# WHAT NEEDS TO BE DONE:
Could you reproduce all of the entries below line for line, changing nothing?

========================================

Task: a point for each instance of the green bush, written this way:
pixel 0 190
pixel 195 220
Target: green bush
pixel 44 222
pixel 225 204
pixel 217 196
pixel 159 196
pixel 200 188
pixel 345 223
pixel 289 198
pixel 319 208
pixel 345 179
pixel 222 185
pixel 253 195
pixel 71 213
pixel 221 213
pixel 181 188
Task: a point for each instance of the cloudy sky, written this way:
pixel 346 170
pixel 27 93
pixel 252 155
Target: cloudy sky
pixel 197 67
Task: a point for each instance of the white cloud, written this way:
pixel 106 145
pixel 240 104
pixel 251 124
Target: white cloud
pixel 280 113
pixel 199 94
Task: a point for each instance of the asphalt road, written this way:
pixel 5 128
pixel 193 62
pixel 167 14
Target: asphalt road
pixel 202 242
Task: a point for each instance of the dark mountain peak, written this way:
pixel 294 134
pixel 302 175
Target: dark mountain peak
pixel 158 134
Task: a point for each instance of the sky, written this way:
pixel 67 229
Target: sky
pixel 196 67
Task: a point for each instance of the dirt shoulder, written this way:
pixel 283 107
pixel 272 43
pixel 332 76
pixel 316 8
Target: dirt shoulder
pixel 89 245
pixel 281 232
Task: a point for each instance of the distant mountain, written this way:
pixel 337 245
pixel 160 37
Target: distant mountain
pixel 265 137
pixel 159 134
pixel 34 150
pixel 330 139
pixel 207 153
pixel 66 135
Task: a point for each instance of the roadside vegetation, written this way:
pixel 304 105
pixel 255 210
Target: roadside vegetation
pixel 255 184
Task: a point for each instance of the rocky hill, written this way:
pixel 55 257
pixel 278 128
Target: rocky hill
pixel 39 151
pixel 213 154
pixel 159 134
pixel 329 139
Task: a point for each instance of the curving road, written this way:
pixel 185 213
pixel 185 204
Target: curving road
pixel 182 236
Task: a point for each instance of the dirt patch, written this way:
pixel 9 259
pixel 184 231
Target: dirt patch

========================================

# RESPONSE TO THE EXERCISE:
Task: a point for each instance of the green bush, written this way:
pixel 0 190
pixel 195 220
Target: green bush
pixel 44 222
pixel 225 204
pixel 217 196
pixel 159 196
pixel 200 188
pixel 345 223
pixel 289 198
pixel 319 208
pixel 345 179
pixel 222 185
pixel 253 195
pixel 71 213
pixel 221 213
pixel 181 188
Task: a point for each instance of the cloudy sky, written this way:
pixel 346 170
pixel 27 93
pixel 252 155
Target: cloudy sky
pixel 197 67
Task: a point for each instance of the white cloud, written this way:
pixel 106 145
pixel 240 104
pixel 251 124
Target: white cloud
pixel 280 113
pixel 199 94
Task: a point for each instance of the asphalt road, written this way:
pixel 5 128
pixel 193 62
pixel 167 14
Target: asphalt road
pixel 202 242
Task: a point for each instance of the dark mountain peak, written this way:
pixel 294 134
pixel 302 175
Target: dark mountain peak
pixel 158 134
Task: a point for each instance of the sky, written this way:
pixel 67 229
Target: sky
pixel 196 67
Task: a point for each instance of the dirt shoulder, written this way:
pixel 283 107
pixel 272 43
pixel 332 76
pixel 316 8
Target: dirt shoulder
pixel 89 245
pixel 281 232
Task: a point for each instance of the distant mountain, written this way:
pixel 337 245
pixel 160 37
Target: distant mountain
pixel 265 137
pixel 159 134
pixel 34 150
pixel 330 139
pixel 207 153
pixel 66 135
Task: a point for each instance of the roadside vegetation, written this way:
pixel 304 105
pixel 255 210
Target: roadside vegetation
pixel 255 184
Task: a point for each instance of the rocky hill, written this way:
pixel 55 257
pixel 278 128
Target: rocky hill
pixel 39 151
pixel 213 154
pixel 159 134
pixel 329 139
Task: a point for each instance of the curving road, written this way:
pixel 185 213
pixel 185 204
Target: curving road
pixel 182 236
Task: a point for each instance of the dirt patch, written this way:
pixel 9 259
pixel 184 231
Target: dirt patch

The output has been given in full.